--- START OF RECORDS SUPPLIED ---
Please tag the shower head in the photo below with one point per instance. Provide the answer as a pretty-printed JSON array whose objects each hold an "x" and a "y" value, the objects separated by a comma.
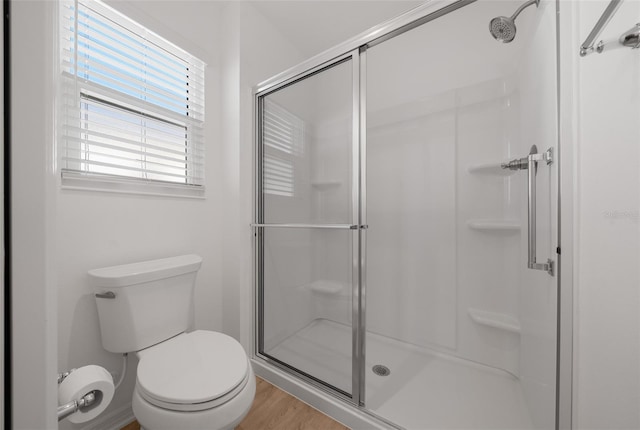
[{"x": 503, "y": 28}]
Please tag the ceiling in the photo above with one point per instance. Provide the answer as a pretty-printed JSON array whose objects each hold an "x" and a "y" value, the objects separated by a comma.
[{"x": 314, "y": 26}]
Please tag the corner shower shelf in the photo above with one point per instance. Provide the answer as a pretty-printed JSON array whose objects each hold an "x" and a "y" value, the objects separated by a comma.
[
  {"x": 494, "y": 225},
  {"x": 495, "y": 320},
  {"x": 324, "y": 286},
  {"x": 490, "y": 169},
  {"x": 325, "y": 185}
]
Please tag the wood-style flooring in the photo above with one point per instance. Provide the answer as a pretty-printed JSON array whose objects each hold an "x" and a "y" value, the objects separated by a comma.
[{"x": 273, "y": 409}]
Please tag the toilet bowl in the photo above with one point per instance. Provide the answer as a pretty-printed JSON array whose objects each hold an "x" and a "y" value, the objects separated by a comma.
[{"x": 199, "y": 380}]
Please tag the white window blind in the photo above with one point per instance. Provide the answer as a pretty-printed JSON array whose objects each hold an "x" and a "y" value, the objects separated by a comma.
[
  {"x": 283, "y": 137},
  {"x": 132, "y": 102}
]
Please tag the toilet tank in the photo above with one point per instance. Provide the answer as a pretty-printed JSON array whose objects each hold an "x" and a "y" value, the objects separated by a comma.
[{"x": 142, "y": 304}]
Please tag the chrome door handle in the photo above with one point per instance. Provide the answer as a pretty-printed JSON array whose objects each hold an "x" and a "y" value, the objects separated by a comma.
--- END OF RECORDS SUPPLIED ---
WRITTEN PROBLEM: Every record above should be transcribed exactly; the pictures stay out of the copy.

FINAL RESULT:
Please tag the shower head in the photo below with one point per instance. Provide the answer as a pretty-printed JSON array whose objects each hold an "x" and a "y" value, the objects separated by a comma.
[{"x": 503, "y": 28}]
Please tag the ceiling in the photo above with one point per instance. Provide the answer as a pretty-printed JSON array whose objects each hold an "x" and a "y" value, the objects separated by a comma.
[{"x": 314, "y": 26}]
Please tag the corner shower shelf in the photo above with one point per instance. Provide the answer as a pretty-printed JSON array whose objects each hold an "x" and a "y" value, the objects separated by a comma.
[
  {"x": 494, "y": 225},
  {"x": 495, "y": 320},
  {"x": 324, "y": 286},
  {"x": 490, "y": 169},
  {"x": 325, "y": 185}
]
Please tag the wood-style flooring in the photo above with one point per instance. Provide the answer as a pretty-printed JSON array whose objects each hold an "x" and a "y" value, the objects separated by a comma.
[{"x": 273, "y": 409}]
Please tag the toilet bowl in the photo above with one point per instance. Provide the answer as a pretty-printed JSON array whose objects each hold an "x" and a "y" value, the objects separated by a comma.
[{"x": 199, "y": 380}]
Please tag the white window blind in the photo above with one point per instance. Provide the answer as a pretty-printed JSON array whose objects each hold an "x" and a "y" value, the objects separated by a comma.
[
  {"x": 283, "y": 137},
  {"x": 132, "y": 102}
]
Please tag the toilet tank in the photo above with one point per instance. Provide the answer as a pretty-printed JSON array whose objects each hold an "x" and a "y" value, the objects separated by a comma.
[{"x": 142, "y": 304}]
Please tag the chrome door handle in the photo above with one point per instance. Provide the answer as a pretty-printed JSON array whose objects each hold an "x" and a "y" value, the objects separated by a comma.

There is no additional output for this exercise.